# START OF Exercise input
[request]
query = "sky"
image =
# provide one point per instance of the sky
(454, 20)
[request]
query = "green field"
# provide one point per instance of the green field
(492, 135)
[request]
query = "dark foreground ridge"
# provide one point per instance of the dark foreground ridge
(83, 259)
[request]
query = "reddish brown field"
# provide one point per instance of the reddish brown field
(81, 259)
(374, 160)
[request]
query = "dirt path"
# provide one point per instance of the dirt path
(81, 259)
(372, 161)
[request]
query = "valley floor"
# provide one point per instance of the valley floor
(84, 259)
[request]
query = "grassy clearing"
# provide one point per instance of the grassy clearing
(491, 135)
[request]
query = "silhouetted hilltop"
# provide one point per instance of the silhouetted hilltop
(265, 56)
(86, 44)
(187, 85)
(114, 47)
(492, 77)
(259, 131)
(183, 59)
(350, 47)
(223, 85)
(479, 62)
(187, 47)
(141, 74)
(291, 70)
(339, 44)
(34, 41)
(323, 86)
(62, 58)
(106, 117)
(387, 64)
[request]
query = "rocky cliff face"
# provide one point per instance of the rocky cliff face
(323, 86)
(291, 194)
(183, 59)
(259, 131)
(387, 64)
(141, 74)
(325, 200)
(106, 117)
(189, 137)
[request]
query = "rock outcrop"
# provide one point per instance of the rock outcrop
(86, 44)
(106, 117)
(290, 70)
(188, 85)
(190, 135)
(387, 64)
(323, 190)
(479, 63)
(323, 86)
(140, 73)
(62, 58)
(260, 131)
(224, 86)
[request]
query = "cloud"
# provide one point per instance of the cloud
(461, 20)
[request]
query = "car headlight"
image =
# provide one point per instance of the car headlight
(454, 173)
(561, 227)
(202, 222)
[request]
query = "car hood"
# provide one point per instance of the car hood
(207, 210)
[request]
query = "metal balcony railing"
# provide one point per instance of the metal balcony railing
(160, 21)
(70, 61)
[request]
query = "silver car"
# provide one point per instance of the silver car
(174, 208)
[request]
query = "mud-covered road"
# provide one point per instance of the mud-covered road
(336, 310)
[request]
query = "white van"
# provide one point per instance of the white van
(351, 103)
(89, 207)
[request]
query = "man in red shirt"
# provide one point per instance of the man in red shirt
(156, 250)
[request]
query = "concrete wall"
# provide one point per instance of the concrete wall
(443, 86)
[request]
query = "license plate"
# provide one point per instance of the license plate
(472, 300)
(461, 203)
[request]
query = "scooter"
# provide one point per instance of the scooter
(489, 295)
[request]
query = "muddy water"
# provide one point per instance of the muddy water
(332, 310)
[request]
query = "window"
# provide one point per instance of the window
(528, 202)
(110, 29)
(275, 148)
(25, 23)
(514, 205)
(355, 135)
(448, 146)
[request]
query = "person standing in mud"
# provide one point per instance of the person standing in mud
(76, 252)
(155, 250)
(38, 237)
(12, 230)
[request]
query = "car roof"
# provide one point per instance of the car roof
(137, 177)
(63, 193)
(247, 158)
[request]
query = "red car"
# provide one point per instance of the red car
# END OF Exercise input
■ **The task**: Reproduce the entries above exactly.

■ **Expected answer**:
[request]
query = "sky"
image =
# provide one point per instance of the sky
(454, 20)
[request]
query = "green field"
# provide one point per instance of the green field
(492, 135)
[request]
query = "dark foreground ridge"
# provide one point per instance of the dark foreground ridge
(83, 259)
[request]
query = "reddish brown field"
# provide one point per instance of the reddish brown field
(81, 259)
(374, 160)
[request]
query = "dirt path"
# provide one point per instance of the dirt path
(81, 259)
(372, 161)
[request]
query = "valley floor"
# provide one point per instance of the valley floor
(84, 259)
[request]
query = "grassy clearing"
# provide one point per instance of the grassy clearing
(491, 135)
[request]
query = "silhouetted hilltop"
# provide one point per instance of the silhouetted hilltop
(265, 56)
(86, 44)
(187, 85)
(114, 47)
(492, 77)
(259, 131)
(183, 59)
(350, 47)
(223, 85)
(479, 62)
(187, 47)
(141, 74)
(291, 70)
(339, 44)
(34, 41)
(323, 86)
(62, 58)
(106, 117)
(387, 64)
[request]
query = "rocky cliff face"
# provide one point per instance of the rocky cliff face
(323, 86)
(291, 194)
(183, 59)
(259, 131)
(387, 64)
(141, 74)
(325, 200)
(106, 117)
(189, 137)
[request]
query = "rock outcrop"
# provide one point per instance of the rock outcrop
(86, 44)
(106, 117)
(290, 70)
(188, 85)
(190, 135)
(387, 64)
(323, 190)
(479, 63)
(323, 86)
(140, 73)
(62, 58)
(260, 131)
(224, 86)
[request]
query = "cloud"
# provide one point per instance of the cloud
(461, 20)
[request]
query = "car headlight"
image =
# provide one point per instance of the car headlight
(454, 173)
(561, 227)
(202, 222)
[request]
query = "car hood"
# provide one point per instance of the car hood
(207, 210)
[request]
query = "metal balcony railing"
# provide one point per instance of the metal balcony railing
(160, 21)
(70, 61)
[request]
query = "silver car"
# provide one point per instance of the silver car
(174, 208)
[request]
query = "mud-covered road"
# provide one point per instance of the mud-covered road
(336, 310)
[request]
query = "white van"
# provide one point per instance of the white van
(351, 103)
(89, 207)
[request]
query = "man in red shirt"
# provide one point per instance of the man in red shirt
(156, 250)
[request]
query = "concrete wall"
# provide one point per instance of the concrete wall
(443, 86)
[request]
query = "license plate"
# provide one point per instance of the license plate
(472, 300)
(461, 203)
[request]
query = "scooter"
# provide one point per instance of the scooter
(489, 295)
[request]
query = "muddy water"
# provide one point per instance of the muddy water
(332, 310)
[request]
query = "window"
# provide one point per instance of the window
(528, 202)
(110, 29)
(275, 148)
(25, 23)
(514, 205)
(355, 135)
(448, 146)
[request]
query = "person standing in mud"
# provide one point per instance of the person standing in mud
(76, 252)
(155, 250)
(38, 237)
(12, 230)
[request]
query = "car roof"
# provide one point per instance of the car roof
(137, 177)
(63, 193)
(247, 158)
[request]
query = "red car"
# provide one point per instance of the red car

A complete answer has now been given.